- _Task directions_
Show every line below that contains the word "brown", copying each one in full.

- _Dataset entries_
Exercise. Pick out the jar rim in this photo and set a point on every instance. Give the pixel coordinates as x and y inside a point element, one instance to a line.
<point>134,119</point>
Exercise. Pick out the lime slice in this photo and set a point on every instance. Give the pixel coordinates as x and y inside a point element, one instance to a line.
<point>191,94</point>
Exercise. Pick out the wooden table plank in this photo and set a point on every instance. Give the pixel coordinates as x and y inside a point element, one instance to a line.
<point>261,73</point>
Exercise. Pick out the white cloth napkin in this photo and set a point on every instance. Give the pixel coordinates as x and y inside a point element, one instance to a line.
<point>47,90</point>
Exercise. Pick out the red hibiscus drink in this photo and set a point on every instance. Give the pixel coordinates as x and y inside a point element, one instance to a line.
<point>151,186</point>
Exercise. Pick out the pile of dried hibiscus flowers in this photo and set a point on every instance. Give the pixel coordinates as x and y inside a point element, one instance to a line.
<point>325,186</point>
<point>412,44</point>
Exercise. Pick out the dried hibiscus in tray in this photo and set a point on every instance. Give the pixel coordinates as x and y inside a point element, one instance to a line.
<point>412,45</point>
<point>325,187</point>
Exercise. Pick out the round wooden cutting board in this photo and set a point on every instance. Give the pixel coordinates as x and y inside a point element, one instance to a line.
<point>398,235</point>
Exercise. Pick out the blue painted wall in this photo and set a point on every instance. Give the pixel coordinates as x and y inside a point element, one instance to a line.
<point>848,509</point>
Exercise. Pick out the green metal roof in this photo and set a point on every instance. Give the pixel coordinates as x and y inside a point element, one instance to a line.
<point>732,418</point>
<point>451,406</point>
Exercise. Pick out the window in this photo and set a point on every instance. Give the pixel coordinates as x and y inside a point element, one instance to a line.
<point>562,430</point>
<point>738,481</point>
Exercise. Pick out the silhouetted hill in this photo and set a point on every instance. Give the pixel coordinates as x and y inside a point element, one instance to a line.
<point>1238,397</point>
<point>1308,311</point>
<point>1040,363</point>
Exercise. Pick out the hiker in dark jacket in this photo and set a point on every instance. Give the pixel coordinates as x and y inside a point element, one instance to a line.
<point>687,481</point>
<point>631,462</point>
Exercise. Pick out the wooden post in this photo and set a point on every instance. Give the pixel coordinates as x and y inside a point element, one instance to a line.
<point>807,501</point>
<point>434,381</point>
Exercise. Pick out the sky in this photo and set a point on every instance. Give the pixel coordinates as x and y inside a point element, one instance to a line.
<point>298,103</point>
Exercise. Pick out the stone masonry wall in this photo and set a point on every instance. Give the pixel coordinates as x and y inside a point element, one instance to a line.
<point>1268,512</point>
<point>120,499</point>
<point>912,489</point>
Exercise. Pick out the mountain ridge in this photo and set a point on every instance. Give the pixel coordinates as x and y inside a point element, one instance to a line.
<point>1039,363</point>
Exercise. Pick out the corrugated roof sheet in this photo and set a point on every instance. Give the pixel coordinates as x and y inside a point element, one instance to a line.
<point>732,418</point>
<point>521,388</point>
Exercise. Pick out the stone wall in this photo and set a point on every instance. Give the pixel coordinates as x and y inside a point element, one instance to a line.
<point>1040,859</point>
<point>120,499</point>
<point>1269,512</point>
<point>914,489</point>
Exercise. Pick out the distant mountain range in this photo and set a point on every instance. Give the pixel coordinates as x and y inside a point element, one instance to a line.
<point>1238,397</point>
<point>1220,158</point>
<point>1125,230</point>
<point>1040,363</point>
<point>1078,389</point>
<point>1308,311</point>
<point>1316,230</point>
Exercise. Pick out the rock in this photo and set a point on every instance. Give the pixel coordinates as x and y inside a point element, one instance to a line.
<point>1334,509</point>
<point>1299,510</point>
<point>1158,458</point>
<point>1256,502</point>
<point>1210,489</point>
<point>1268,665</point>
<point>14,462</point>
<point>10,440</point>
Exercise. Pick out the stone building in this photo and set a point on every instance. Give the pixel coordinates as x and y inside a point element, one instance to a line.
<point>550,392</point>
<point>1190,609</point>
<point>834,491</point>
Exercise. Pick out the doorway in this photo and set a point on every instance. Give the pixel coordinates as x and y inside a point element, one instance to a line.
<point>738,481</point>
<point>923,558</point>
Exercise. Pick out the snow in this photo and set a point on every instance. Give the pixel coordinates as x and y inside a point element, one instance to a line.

---

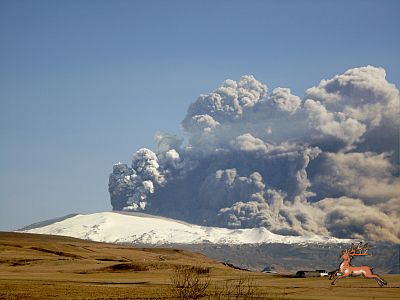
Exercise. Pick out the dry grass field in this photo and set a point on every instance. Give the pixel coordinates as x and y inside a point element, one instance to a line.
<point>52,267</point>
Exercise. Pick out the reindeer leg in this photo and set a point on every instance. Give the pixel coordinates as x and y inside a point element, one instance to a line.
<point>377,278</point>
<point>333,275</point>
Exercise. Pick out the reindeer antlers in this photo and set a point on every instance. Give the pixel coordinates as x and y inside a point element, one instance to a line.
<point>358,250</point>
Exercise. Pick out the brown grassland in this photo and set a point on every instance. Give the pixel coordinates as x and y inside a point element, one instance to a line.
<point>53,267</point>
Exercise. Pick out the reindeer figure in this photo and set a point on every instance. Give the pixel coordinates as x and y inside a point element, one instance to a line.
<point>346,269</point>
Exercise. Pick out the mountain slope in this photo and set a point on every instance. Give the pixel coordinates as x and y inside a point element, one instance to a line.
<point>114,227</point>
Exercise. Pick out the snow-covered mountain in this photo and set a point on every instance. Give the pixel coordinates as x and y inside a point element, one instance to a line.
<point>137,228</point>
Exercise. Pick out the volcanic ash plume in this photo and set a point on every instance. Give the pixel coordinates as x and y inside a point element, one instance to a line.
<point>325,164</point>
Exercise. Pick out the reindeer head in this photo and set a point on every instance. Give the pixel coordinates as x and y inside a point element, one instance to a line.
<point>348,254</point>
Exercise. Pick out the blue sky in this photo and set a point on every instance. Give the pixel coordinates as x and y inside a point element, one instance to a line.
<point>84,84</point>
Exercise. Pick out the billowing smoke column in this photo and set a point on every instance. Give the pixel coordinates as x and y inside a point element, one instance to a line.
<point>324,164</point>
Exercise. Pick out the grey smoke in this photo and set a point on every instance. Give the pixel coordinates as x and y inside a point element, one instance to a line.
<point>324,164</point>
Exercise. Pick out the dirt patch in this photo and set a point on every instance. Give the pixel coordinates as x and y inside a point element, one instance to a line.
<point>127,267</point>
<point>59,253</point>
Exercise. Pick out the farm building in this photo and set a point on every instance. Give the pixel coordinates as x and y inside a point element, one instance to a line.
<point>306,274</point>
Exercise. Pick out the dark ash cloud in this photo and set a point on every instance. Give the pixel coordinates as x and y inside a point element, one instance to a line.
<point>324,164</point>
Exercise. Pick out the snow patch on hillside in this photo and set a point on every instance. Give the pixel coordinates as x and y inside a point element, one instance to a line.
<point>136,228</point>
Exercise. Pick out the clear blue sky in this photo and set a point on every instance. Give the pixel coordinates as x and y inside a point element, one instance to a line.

...

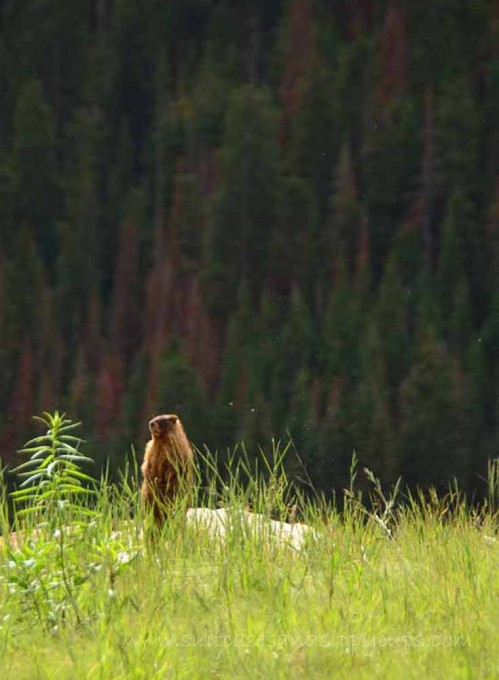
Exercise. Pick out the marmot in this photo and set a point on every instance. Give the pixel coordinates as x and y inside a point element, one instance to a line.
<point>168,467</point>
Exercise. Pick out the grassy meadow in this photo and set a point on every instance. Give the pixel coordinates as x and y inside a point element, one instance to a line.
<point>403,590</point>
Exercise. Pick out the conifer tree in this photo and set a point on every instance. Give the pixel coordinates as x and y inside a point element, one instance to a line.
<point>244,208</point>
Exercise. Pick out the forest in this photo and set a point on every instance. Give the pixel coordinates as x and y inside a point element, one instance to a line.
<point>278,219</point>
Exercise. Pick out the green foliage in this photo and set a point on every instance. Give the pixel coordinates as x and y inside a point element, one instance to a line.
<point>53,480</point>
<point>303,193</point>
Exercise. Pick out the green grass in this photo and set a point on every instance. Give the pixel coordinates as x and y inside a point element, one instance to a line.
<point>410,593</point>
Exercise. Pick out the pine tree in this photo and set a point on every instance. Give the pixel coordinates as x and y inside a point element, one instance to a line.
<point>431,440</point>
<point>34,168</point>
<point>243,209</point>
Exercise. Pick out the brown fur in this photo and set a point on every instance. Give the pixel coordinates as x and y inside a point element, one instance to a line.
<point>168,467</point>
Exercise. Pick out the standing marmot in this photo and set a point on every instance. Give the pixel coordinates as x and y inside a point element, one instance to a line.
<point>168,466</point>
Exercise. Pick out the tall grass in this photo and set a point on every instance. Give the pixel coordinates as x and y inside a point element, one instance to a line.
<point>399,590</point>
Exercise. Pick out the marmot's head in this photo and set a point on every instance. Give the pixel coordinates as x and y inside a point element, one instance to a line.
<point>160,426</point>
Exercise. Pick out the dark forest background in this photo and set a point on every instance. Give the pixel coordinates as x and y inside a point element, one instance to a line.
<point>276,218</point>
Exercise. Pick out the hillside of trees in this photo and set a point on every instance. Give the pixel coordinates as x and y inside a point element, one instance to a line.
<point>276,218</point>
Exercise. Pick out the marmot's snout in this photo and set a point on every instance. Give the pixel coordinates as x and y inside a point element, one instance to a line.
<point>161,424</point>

- _Complete output_
Exercise. Pick out the brown grassland in this photo and set a point on every instance. Give the pixel coordinates as x and y inside a point element, one instance to a line.
Exercise. Pick out the brown fur in this photo and set a point on every instance. Give the pixel coordinates as x and y inside a point element, one instance to a line.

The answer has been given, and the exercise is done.